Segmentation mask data
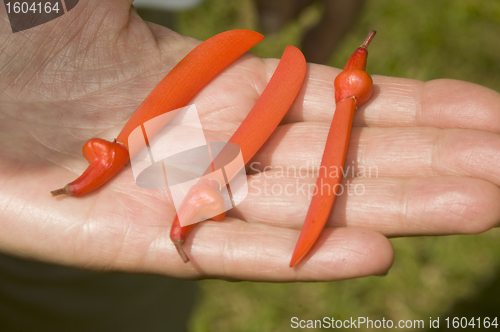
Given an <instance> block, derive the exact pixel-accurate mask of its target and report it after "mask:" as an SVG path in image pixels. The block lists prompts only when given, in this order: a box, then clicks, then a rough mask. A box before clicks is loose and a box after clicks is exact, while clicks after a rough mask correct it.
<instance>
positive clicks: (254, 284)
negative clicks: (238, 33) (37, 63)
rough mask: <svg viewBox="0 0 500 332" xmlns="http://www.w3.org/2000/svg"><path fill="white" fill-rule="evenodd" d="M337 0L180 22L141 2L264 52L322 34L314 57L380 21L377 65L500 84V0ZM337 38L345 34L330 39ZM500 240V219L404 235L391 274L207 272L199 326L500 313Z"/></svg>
mask: <svg viewBox="0 0 500 332" xmlns="http://www.w3.org/2000/svg"><path fill="white" fill-rule="evenodd" d="M328 2H329V1H314V2H312V3H311V1H301V0H294V1H284V3H285V4H283V1H279V0H277V1H276V0H275V1H273V0H267V4H266V3H265V2H264V1H258V0H257V1H252V0H234V1H225V0H205V1H201V2H200V3H199V4H197V5H196V6H195V7H193V8H191V9H187V10H186V9H184V10H182V11H177V12H172V13H171V14H168V15H171V19H169V22H162V19H161V15H160V16H158V14H157V13H156V15H153V16H155V17H152V16H148V11H147V10H143V9H142V8H143V7H141V6H139V14H140V15H142V16H143V18H144V19H145V20H149V19H151V20H156V23H159V24H165V25H167V26H169V27H171V28H172V29H174V30H175V31H177V32H179V33H181V34H185V35H188V36H192V37H195V38H198V39H200V40H205V39H207V38H209V37H211V36H213V35H215V34H217V33H219V32H222V31H225V30H230V29H237V28H245V29H252V30H256V31H260V32H263V33H264V34H265V36H266V38H265V40H264V41H262V42H261V43H260V44H258V45H257V46H256V47H254V48H253V49H252V52H254V53H256V54H257V55H260V56H264V57H275V58H280V57H281V55H282V52H283V51H284V49H285V47H286V46H287V45H289V44H291V45H295V46H297V47H302V49H303V50H304V51H305V50H308V47H309V50H310V48H311V47H312V46H311V45H313V46H314V45H315V47H318V48H321V49H322V51H321V52H320V53H322V54H319V55H318V54H314V52H311V51H309V52H305V53H306V57H307V58H308V61H312V62H323V63H325V64H327V65H330V66H335V67H340V68H342V67H343V66H344V64H345V61H346V59H347V58H348V57H349V55H350V54H351V53H352V51H353V50H354V49H355V48H357V47H358V46H359V45H360V44H361V42H362V41H363V40H364V39H365V37H366V35H367V33H368V31H370V30H371V29H376V30H377V31H378V33H377V36H376V38H375V39H374V41H373V43H372V47H371V48H370V57H369V60H368V72H369V73H371V74H379V75H388V76H398V77H407V78H413V79H418V80H432V79H436V78H453V79H459V80H465V81H469V82H474V83H477V84H481V85H484V86H487V87H490V88H492V89H495V90H496V91H500V79H499V78H500V56H499V55H500V1H497V0H489V1H488V0H485V1H474V0H440V1H433V0H419V1H416V0H410V1H399V0H377V1H374V0H372V1H359V2H357V1H353V2H357V3H358V5H359V8H347V9H346V8H341V9H338V8H337V9H338V10H340V11H342V10H344V11H343V13H344V14H343V15H342V16H344V18H338V16H339V15H338V14H337V15H336V14H335V13H332V7H334V8H335V6H336V5H335V4H329V3H328ZM333 2H335V1H333ZM344 2H346V3H347V2H350V1H344ZM138 3H139V2H138V1H136V2H134V5H136V6H137V4H138ZM287 4H288V5H287ZM285 7H286V8H285ZM297 8H301V9H300V10H297ZM280 11H281V14H276V13H280ZM333 11H334V10H333ZM280 15H281V16H280ZM165 17H167V16H165ZM346 17H347V21H348V22H341V23H338V25H339V29H344V30H343V32H342V34H341V36H340V37H339V36H338V35H336V34H335V33H333V34H332V32H331V31H328V30H329V29H334V27H335V24H336V23H335V22H331V21H335V20H336V19H338V20H342V19H344V20H345V18H346ZM158 18H160V19H158ZM325 21H326V22H325ZM310 31H314V32H315V33H316V37H314V35H313V36H312V35H311V33H310ZM329 38H330V39H333V40H334V41H332V42H330V45H325V44H328V43H329V42H328V39H329ZM331 44H335V45H334V46H333V47H332V45H331ZM329 48H330V49H331V53H330V54H327V56H326V57H325V56H324V54H325V53H328V49H329ZM325 50H326V51H325ZM321 56H323V57H325V58H324V59H321ZM499 203H500V202H499ZM471 222H473V221H471ZM499 240H500V230H498V229H494V230H492V231H489V232H487V233H485V234H481V235H474V236H447V237H439V238H433V237H418V238H404V239H392V240H391V241H392V243H393V245H394V247H395V250H396V260H395V263H394V266H393V267H392V269H391V270H390V272H389V274H388V275H387V276H386V277H367V278H362V279H357V280H346V281H340V282H319V283H284V284H271V283H253V282H226V281H220V280H204V281H199V282H198V284H199V286H200V288H201V293H200V297H199V301H198V303H197V305H196V307H195V311H194V314H193V316H192V317H191V319H190V323H189V330H190V331H192V332H205V331H220V332H225V331H228V332H229V331H231V332H254V331H273V332H279V331H290V330H292V329H291V328H290V319H291V317H294V316H297V317H299V318H300V319H322V317H324V316H327V317H331V316H334V317H335V318H336V319H349V318H350V317H358V316H365V317H370V318H371V319H374V320H375V319H382V318H383V317H385V318H386V319H392V320H394V321H397V320H400V319H405V320H406V319H410V320H413V319H423V320H424V321H425V322H426V328H428V320H429V317H433V318H434V319H435V318H437V317H441V329H443V330H444V328H443V318H444V317H453V316H457V317H487V316H489V317H494V316H499V313H500V246H499ZM360 330H362V329H360ZM433 330H436V329H433Z"/></svg>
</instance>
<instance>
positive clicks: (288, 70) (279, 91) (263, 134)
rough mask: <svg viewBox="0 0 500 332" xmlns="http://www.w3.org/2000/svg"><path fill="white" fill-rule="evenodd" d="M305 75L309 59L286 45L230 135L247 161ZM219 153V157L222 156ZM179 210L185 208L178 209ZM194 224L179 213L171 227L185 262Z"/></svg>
mask: <svg viewBox="0 0 500 332" xmlns="http://www.w3.org/2000/svg"><path fill="white" fill-rule="evenodd" d="M305 75H306V61H305V59H304V55H302V52H300V50H299V49H297V48H296V47H293V46H287V48H286V49H285V52H284V53H283V56H282V58H281V61H280V62H279V64H278V67H277V68H276V70H275V71H274V74H273V76H272V77H271V80H270V81H269V83H268V84H267V86H266V88H265V89H264V91H263V92H262V94H261V96H260V97H259V99H258V100H257V102H256V103H255V105H254V107H253V108H252V110H251V111H250V113H249V114H248V115H247V117H246V118H245V120H243V122H242V123H241V125H240V126H239V127H238V129H237V130H236V132H235V133H234V134H233V136H231V138H230V139H229V142H230V143H234V144H237V145H238V146H239V147H240V149H241V153H242V155H243V161H244V163H245V164H246V163H248V161H249V160H250V159H251V158H252V157H253V156H254V154H255V153H256V152H257V151H258V150H259V149H260V147H261V146H262V145H263V144H264V143H265V142H266V141H267V139H268V138H269V136H271V134H272V133H273V132H274V130H275V129H276V127H277V126H278V124H279V123H280V122H281V120H282V119H283V117H284V116H285V114H286V112H287V111H288V109H289V108H290V106H291V105H292V103H293V101H294V100H295V98H296V97H297V94H298V93H299V91H300V88H301V87H302V83H303V82H304V78H305ZM221 155H222V158H223V155H224V150H222V151H221V153H220V154H219V156H221ZM219 156H218V157H217V158H219ZM228 180H230V179H228ZM196 193H197V194H200V192H199V191H196ZM190 199H191V198H190V197H186V200H190ZM194 201H198V200H194ZM182 208H184V209H200V208H201V209H209V208H210V207H206V206H205V207H204V206H199V205H188V204H185V205H184V204H183V206H182ZM182 208H181V209H182ZM179 213H184V212H183V211H179ZM201 214H202V213H193V216H198V215H201ZM193 226H194V225H193V224H191V225H188V226H184V227H182V226H181V225H180V222H179V218H178V216H176V217H175V219H174V222H173V224H172V228H171V229H170V239H171V240H172V242H173V243H174V245H175V247H176V249H177V251H178V252H179V255H180V256H181V257H182V259H183V261H184V262H185V263H187V262H188V261H189V258H188V256H187V255H186V253H185V252H184V249H183V248H182V245H183V244H184V241H185V239H186V237H187V235H188V234H189V231H190V230H191V228H192V227H193Z"/></svg>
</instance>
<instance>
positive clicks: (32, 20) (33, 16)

[TASK STATEMENT] Only lines with the word "clicks" are wanted. Find and copy them from the records above.

[ANSWER BOX]
Given an <instance> block, derive the exact pixel-accurate mask of its target and report it after "mask:" as an SVG path in image pixels. The block lists prompts only when given, in this order: a box, then clicks, then a rough mask. A box before clicks is loose and a box after clicks is exact, while clicks after a rough mask correct it.
positive clicks: (254, 284)
negative clicks: (238, 33) (37, 63)
positive clicks: (288, 70) (279, 91) (263, 134)
positive clicks: (32, 20) (33, 16)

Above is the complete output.